## Instructions for the task
Find the lines below in which the string "tower" occurs. Copy each one.

━━━━━ Source material ━━━━━

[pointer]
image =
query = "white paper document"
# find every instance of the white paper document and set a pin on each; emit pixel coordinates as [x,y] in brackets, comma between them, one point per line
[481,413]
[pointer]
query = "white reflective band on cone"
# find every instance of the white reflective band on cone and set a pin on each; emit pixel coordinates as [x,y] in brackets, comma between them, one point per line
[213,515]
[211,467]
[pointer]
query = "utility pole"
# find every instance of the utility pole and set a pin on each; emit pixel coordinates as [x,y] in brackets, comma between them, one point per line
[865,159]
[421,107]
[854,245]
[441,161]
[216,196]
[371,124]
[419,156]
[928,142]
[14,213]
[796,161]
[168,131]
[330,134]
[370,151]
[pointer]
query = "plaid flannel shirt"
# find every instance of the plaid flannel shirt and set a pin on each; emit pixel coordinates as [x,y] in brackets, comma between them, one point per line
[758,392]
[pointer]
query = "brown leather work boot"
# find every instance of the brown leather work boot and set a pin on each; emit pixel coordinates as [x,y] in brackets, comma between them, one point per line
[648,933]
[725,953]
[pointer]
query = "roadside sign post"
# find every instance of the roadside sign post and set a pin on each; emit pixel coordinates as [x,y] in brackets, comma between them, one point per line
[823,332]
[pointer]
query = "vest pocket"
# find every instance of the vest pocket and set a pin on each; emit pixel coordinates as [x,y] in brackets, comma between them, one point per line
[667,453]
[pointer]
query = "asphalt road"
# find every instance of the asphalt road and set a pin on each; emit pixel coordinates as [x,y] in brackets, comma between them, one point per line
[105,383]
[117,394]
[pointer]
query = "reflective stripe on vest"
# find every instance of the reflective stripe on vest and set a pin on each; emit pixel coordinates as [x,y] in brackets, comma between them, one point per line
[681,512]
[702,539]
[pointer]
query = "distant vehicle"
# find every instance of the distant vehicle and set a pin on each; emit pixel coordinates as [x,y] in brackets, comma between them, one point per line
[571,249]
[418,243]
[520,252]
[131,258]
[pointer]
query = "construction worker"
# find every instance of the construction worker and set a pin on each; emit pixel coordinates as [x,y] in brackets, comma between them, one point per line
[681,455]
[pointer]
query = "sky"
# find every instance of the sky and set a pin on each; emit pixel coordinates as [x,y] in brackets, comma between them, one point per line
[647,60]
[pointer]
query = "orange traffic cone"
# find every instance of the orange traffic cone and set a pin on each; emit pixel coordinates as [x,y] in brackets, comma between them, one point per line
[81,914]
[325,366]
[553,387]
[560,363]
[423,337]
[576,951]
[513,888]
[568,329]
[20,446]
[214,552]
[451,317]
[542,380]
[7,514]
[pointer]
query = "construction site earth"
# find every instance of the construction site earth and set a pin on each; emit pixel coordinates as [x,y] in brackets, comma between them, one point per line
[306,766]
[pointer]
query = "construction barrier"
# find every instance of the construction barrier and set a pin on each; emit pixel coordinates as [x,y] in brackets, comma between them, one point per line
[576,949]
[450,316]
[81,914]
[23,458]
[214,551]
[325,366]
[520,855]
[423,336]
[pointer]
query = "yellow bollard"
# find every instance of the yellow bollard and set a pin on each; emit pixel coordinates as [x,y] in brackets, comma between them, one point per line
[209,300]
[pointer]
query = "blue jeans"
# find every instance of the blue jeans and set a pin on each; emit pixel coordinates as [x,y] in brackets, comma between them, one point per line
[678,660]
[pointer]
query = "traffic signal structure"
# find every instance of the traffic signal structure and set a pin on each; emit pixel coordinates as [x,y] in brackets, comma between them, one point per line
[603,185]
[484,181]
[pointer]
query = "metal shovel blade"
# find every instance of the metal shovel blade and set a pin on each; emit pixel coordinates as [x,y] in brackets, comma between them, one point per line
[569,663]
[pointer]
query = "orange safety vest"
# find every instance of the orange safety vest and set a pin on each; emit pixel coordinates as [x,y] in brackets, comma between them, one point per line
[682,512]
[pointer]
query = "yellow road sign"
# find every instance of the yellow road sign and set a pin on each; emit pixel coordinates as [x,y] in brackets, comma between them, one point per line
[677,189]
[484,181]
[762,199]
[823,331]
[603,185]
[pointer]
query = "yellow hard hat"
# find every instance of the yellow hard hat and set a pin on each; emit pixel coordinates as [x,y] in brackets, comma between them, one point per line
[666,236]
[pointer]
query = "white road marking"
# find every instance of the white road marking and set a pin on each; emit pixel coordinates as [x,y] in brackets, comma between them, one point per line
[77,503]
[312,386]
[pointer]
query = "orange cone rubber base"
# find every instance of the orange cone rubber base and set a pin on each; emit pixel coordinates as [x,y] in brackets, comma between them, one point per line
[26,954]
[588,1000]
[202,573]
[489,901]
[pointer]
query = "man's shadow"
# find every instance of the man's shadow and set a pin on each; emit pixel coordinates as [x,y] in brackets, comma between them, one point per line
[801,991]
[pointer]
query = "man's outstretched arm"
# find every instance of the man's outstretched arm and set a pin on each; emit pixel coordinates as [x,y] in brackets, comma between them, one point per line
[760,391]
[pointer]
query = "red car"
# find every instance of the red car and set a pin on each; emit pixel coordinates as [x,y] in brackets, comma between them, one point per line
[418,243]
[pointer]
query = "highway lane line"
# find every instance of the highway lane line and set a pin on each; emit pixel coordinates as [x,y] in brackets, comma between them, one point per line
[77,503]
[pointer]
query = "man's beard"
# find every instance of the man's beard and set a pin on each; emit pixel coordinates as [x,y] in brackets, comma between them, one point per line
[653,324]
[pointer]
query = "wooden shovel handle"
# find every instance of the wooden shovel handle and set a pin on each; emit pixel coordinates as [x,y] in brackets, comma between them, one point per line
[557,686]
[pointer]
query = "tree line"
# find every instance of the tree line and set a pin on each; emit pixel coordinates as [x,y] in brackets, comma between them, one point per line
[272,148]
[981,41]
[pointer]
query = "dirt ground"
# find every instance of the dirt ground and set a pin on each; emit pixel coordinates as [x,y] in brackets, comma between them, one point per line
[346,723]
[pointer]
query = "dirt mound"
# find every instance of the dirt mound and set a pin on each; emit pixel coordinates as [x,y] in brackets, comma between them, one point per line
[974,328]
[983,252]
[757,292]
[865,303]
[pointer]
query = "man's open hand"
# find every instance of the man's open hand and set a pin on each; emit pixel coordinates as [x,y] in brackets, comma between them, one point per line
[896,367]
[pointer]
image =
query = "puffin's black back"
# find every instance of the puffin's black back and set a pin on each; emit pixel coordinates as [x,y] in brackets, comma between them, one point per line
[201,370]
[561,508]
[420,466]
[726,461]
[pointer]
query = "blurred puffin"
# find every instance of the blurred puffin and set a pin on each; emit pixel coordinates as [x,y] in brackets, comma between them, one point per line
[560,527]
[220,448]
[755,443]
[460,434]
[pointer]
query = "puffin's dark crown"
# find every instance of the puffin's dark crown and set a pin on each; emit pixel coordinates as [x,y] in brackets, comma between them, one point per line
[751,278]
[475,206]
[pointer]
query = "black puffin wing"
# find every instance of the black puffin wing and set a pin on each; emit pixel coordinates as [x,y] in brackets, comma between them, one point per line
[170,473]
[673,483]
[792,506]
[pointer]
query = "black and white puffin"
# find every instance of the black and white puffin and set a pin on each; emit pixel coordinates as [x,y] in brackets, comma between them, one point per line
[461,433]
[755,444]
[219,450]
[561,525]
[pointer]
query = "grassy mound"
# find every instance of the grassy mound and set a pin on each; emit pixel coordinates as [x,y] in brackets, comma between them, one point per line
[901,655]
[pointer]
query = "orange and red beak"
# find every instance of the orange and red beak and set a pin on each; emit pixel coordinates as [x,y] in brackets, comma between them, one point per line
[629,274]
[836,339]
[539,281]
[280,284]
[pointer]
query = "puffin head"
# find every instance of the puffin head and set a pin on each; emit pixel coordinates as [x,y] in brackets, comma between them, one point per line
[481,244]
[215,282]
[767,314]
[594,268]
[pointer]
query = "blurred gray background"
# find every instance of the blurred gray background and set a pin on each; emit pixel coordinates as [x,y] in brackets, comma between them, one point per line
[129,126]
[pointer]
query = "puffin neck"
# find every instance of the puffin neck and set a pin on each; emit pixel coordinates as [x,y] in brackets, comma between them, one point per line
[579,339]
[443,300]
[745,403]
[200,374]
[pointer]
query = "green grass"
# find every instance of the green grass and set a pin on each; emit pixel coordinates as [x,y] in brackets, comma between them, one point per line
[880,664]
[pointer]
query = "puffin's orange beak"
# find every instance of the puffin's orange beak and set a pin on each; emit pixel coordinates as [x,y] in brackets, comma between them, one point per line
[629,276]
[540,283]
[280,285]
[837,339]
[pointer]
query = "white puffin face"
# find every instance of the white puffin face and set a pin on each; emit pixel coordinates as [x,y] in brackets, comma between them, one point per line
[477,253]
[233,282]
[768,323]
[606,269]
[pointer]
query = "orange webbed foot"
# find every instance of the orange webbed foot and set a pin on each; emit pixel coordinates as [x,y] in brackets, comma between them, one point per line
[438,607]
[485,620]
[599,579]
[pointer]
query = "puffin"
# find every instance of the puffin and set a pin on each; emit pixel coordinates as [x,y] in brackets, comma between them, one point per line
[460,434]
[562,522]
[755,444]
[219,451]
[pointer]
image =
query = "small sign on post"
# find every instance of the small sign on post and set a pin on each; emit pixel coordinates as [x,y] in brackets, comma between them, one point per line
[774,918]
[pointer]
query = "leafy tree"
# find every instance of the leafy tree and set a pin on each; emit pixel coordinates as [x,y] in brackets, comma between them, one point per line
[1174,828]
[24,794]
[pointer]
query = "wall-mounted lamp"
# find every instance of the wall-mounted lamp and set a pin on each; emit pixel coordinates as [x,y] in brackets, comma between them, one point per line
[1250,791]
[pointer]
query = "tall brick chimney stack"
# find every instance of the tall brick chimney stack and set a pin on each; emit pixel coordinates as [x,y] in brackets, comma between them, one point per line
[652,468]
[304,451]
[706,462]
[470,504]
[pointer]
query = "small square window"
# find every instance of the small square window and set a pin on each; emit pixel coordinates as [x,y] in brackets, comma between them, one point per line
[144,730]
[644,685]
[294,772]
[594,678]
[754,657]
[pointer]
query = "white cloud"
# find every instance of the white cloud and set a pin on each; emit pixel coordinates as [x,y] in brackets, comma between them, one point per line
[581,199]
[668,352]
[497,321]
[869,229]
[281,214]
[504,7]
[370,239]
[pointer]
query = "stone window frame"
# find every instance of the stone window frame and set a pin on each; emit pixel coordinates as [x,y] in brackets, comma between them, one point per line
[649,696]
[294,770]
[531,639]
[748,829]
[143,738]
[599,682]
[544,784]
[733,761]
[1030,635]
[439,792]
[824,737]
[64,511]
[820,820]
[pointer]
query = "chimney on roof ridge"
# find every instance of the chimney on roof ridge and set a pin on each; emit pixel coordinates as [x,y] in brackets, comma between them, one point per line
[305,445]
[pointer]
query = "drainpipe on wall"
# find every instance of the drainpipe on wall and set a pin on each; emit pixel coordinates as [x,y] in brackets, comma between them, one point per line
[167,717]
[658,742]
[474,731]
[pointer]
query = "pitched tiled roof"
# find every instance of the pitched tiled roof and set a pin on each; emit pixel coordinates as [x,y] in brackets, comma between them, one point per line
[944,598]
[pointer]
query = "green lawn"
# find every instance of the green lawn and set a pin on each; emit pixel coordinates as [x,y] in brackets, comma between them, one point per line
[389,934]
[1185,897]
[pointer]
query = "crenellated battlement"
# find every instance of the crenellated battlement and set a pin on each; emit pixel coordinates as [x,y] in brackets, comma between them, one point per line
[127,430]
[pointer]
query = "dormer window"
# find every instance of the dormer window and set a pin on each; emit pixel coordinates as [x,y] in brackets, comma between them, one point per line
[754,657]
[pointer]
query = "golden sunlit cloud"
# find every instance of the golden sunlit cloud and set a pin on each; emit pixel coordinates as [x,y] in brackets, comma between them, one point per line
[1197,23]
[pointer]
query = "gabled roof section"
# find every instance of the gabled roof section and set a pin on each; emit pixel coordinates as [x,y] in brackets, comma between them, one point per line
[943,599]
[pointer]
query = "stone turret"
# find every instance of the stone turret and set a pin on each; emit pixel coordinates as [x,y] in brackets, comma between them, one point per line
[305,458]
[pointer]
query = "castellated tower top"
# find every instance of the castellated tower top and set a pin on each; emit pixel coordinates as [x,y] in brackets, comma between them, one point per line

━━━━━

## Answer to this task
query = "castellated tower top"
# find every instance of the castellated tower top and set a pin on each; emit pixel coordinates as [x,y] in brackets, comma between them, one point per line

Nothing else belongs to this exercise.